GIVEN INFORMATION.
- - - - -

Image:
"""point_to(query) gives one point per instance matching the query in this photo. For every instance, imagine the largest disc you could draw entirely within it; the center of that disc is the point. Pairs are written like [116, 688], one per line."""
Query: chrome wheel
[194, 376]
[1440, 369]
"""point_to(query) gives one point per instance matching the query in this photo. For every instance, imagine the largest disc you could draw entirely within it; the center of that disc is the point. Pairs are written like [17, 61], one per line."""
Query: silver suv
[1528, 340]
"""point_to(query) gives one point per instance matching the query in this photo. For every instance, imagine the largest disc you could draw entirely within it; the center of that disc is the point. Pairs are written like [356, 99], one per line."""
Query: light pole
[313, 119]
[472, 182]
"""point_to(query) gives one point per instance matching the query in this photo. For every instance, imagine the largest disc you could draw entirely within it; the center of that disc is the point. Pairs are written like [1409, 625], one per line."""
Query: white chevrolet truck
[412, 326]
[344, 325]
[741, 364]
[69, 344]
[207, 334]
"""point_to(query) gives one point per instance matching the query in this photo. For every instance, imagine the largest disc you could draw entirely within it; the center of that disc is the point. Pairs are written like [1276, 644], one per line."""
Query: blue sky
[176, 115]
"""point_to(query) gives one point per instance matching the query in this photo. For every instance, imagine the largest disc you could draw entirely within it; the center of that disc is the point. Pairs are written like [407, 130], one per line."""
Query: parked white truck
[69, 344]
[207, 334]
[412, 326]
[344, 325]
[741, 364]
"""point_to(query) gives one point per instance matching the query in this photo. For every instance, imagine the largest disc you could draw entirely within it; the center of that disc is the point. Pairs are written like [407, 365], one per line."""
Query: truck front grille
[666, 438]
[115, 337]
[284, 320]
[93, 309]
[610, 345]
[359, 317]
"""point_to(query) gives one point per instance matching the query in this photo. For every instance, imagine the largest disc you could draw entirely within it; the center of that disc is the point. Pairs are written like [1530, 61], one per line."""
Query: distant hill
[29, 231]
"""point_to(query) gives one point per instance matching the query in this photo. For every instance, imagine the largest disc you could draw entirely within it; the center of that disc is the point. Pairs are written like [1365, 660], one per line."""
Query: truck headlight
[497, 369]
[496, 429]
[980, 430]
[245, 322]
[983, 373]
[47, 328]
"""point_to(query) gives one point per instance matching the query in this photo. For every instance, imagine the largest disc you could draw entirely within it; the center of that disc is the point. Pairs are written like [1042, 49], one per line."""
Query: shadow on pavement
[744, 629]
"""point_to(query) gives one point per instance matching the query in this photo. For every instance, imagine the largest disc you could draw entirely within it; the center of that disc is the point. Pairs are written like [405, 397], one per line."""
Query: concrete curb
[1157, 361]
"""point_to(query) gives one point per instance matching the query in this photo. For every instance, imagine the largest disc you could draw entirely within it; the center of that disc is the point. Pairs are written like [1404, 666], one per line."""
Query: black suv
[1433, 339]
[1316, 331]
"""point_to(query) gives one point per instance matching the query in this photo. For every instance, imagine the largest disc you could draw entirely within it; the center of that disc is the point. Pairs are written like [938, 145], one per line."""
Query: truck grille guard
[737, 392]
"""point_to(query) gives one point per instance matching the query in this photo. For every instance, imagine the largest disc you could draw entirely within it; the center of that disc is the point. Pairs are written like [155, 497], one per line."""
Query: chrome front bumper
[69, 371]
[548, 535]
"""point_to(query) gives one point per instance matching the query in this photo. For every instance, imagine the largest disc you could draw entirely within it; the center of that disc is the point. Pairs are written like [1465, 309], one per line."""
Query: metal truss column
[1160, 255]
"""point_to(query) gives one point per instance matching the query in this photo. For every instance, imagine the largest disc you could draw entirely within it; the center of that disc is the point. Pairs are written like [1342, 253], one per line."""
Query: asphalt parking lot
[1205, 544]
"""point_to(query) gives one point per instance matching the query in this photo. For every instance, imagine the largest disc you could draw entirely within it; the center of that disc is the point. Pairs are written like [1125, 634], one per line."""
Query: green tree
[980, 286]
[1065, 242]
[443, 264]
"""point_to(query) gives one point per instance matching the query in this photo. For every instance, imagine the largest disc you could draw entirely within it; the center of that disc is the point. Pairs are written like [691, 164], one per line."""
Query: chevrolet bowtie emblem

- - - - -

OBJECTIVE. Format the rows from the line containing "[1465, 309], one" through the line containing "[1160, 255]" as a two-column CSV with the headers input and output. Give one CSV line per row, with the row's text and its answer each in a single quoted field and every line break replaced by a space.

ANSWER BELOW.
input,output
"""""""point_to(query) gives one point per instance matching the query in this photo. For every instance, imagine the largest disc you could draw entirely within it; the center of that disc is the point. Pairs are written like [1465, 309], one per line."""""" Query: metal truss column","[1160, 255]"